(Records contained in a dataset)
◇ ◇ ◇
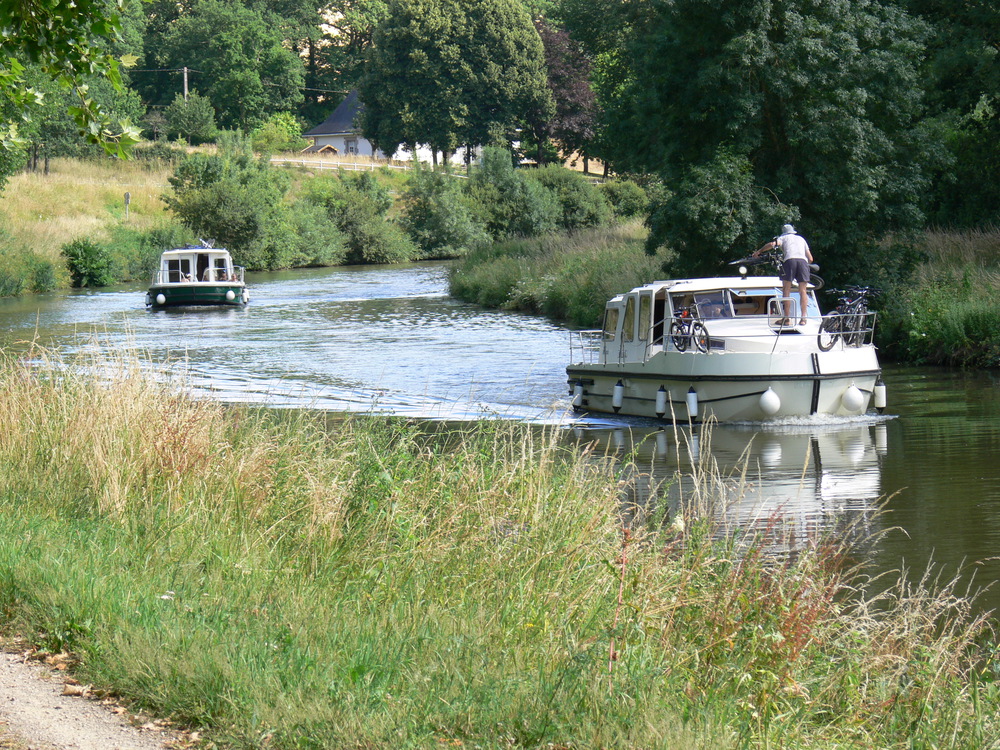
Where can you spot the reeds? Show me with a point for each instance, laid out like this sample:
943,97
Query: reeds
568,276
277,583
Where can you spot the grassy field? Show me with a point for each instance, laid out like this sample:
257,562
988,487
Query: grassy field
273,581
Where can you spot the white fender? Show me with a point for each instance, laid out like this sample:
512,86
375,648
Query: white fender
692,403
853,399
769,402
661,401
617,396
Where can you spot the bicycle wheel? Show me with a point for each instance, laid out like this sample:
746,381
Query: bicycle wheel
829,331
679,335
854,333
699,334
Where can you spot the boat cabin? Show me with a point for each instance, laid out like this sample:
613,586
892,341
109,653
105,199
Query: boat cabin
195,264
637,323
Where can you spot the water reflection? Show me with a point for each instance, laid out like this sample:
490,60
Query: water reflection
793,481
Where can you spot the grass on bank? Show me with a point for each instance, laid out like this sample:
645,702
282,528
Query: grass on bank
567,276
277,583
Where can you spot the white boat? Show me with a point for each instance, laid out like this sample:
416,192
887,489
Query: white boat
689,348
197,275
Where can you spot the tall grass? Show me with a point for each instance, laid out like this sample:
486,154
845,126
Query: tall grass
80,199
948,313
276,583
568,276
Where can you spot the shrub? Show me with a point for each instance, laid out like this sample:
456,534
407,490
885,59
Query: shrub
281,132
89,263
626,198
509,203
192,118
358,206
439,218
581,203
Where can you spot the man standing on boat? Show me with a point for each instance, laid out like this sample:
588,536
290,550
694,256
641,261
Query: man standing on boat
796,258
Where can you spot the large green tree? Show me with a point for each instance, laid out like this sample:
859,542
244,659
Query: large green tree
452,73
69,42
962,78
760,112
237,57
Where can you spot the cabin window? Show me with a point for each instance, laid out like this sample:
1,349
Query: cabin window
610,323
178,269
628,327
645,311
714,304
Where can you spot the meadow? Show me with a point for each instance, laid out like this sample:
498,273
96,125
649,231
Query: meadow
273,580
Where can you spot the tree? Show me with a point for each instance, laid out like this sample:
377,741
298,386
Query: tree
766,112
238,58
452,73
193,118
69,43
572,125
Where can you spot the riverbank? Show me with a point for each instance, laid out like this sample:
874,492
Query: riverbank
267,580
944,313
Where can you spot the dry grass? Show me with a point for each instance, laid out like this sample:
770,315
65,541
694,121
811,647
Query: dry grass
79,199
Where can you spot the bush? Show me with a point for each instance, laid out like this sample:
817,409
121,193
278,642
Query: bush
439,218
581,203
157,153
89,264
509,203
626,198
281,132
358,206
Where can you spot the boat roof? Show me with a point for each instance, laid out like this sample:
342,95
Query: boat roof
736,283
195,249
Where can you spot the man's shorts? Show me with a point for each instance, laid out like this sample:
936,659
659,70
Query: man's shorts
795,270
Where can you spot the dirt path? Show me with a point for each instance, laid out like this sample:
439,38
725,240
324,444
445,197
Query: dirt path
41,708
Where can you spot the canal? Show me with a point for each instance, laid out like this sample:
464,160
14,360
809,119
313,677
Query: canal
390,340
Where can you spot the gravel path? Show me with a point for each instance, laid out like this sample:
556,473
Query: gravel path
41,708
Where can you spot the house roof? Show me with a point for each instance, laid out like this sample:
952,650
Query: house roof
343,120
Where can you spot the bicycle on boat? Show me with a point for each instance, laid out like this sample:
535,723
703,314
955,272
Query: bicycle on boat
850,320
686,330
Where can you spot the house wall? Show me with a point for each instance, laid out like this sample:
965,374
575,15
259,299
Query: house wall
363,147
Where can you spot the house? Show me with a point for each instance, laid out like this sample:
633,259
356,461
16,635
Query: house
340,134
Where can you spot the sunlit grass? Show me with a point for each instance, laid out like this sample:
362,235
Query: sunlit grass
79,199
279,583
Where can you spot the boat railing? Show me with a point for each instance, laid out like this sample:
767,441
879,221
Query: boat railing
211,275
585,346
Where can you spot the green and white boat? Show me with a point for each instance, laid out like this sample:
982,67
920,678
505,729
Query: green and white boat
197,275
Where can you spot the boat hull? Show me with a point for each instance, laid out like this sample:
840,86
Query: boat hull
730,386
197,294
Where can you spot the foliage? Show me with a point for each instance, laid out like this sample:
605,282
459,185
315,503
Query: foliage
481,62
438,216
581,203
89,264
281,132
238,202
192,118
572,123
962,85
69,42
795,110
237,56
511,204
358,205
626,198
24,271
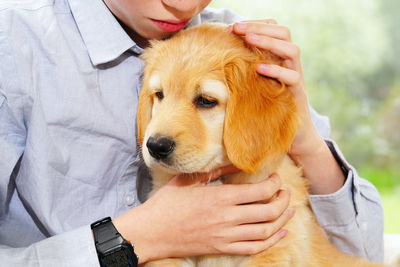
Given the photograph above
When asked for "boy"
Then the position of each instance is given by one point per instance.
(69, 83)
◇ ◇ ◇
Transcribe all of the records above exactly; no image should appear in what you write.

Solution to the problem =
Where can you spot the reeds? Show me with a point for each instance, laid out like this sample:
943,97
Query: reeds
568,276
277,583
Where can you spot the grassy field? Show me with a point for each instance, laid out like this sample:
257,562
988,487
Query: grassy field
273,581
Where can you spot the white fender? Show me with a point for each instance, laid out like this sample:
512,86
375,648
Query: white fender
692,403
853,399
769,402
661,401
617,396
Where can you spot the bicycle wheel? Show me with a point for each instance, laid out like this sample:
746,381
Query: bicycle wheel
829,331
679,335
854,333
699,334
Where can you spot the boat cabin? Show me with a point for each instance, laid out like this sample:
613,586
892,341
109,653
105,199
Query: boat cabin
195,264
637,323
Where can you spot the water reflection? Show me with a point for each instance, laid out like this sample:
490,60
Query: water reflection
793,481
Where can you spot the grass on bank? Show me with a point for each instance, laid out like this sample:
645,702
282,528
Query: grass on bank
567,276
277,583
Where can you spot the white boat? Show me with a point for each instance, laid out like this sample:
416,192
887,489
Query: white boat
689,348
197,275
Where can you spot the tall grass? Show me with a point for each instance, laid out like this sample:
486,154
845,126
Query: tall grass
80,199
948,313
276,583
568,276
Where can you spot the shrub? Show me with a point for each instance, laid out like this sample:
456,534
407,490
885,59
Query: shrub
281,132
89,263
626,198
509,203
192,118
358,206
439,218
581,203
Where can you spot the man standing on boat? Show me with a point for each instance, laid out like this sample:
588,536
290,550
694,256
641,261
Query: man standing on boat
796,258
Where can you spot the large green tree? Show me with a point for each instance, laid out like this sample:
859,542
244,659
Query: large green tree
452,73
69,42
962,78
760,112
237,57
Where can you spot the cabin window? Show me with a point for each instance, laid out like this sample:
1,349
Query: cabin window
610,323
178,269
628,327
645,311
714,304
Where can you spot the meadow? Show me with a point for each instance, laid out like this sample:
498,273
96,125
649,231
Query: meadow
273,580
Where can you spot the tree? Show me with a point for each instance, laid out like this sample:
377,741
298,386
Query: tree
766,112
238,58
452,73
193,118
69,43
572,125
Where can you spot the riverbank? Show me with a point for each instance, laid out like this sample:
874,492
Query: riverbank
267,580
944,313
Where can you spot the dry grass? Show me with a point for each instance, laid out like this sample:
770,315
65,541
694,121
811,647
Query: dry grass
79,199
Where can you spot the bush? Show me with a point for each instance, laid out like this sample:
817,409
121,193
278,642
Query: bush
439,218
581,203
157,153
89,264
509,203
626,198
281,132
358,206
Where can you spot the boat roof? Show me with a point for each instance, laid out like this sample:
342,95
Query: boat roof
736,283
195,249
Where can you spot the man's shorts? Show me with a point for each instance, laid out like this sample:
936,659
659,70
Query: man's shorts
795,270
Where can you spot the dirt path? Show me with a point for each instance, laid out like this sample:
439,38
725,240
324,444
445,197
Query: dirt path
41,708
Where can you spot the canal? Show me with a point for each instance, laid out like this sample:
464,160
14,360
809,119
313,677
Query: canal
390,340
Where can you spot the gravel path? Show me with a point for each instance, laid out like this sample:
556,473
Query: gravel path
41,708
Where can you spot the house roof? Show me with a point for each instance, laid out like this sample:
952,650
Query: house roof
343,120
Where can you spot the bicycle on boat? Show me with a point for each instance, laid out like this sample:
535,723
703,314
955,272
Query: bicycle on boat
850,320
686,330
Where can you spot the house wall? Show me with a point for each instance, laid out like this sample:
965,374
575,15
259,299
Query: house wall
363,147
Where can you spot the house? Show me with a point for each instance, laid out like this sample:
633,259
356,461
16,635
Query: house
340,134
Where can you spot the sunlit grass? Show me with a point for each instance, laid out like this sample:
362,235
Query: sunlit grass
79,199
279,583
Where can you spot the boat railing? Show me with a point for each instance, laid out like this sample:
767,441
879,221
Query: boat railing
211,275
585,346
Where can you spot the green and white boat? Show me with a point for each instance, laid out like this sample:
982,67
920,678
505,729
Query: green and white boat
197,275
Where can you spot the boat hull? Show me with a point for each instance, laid out like this sample:
840,86
Query: boat hull
730,386
197,294
Where can you spot the foliage? Show me with a point for each instance, laid out like this sample:
605,282
459,185
315,503
Query: foliage
481,62
438,216
581,203
89,264
281,132
238,202
192,118
572,123
962,85
69,42
795,110
237,56
511,204
358,205
626,198
24,271
Given the photograph above
When asked for "boy"
Then the position of each instance is given by one point per instance.
(69, 83)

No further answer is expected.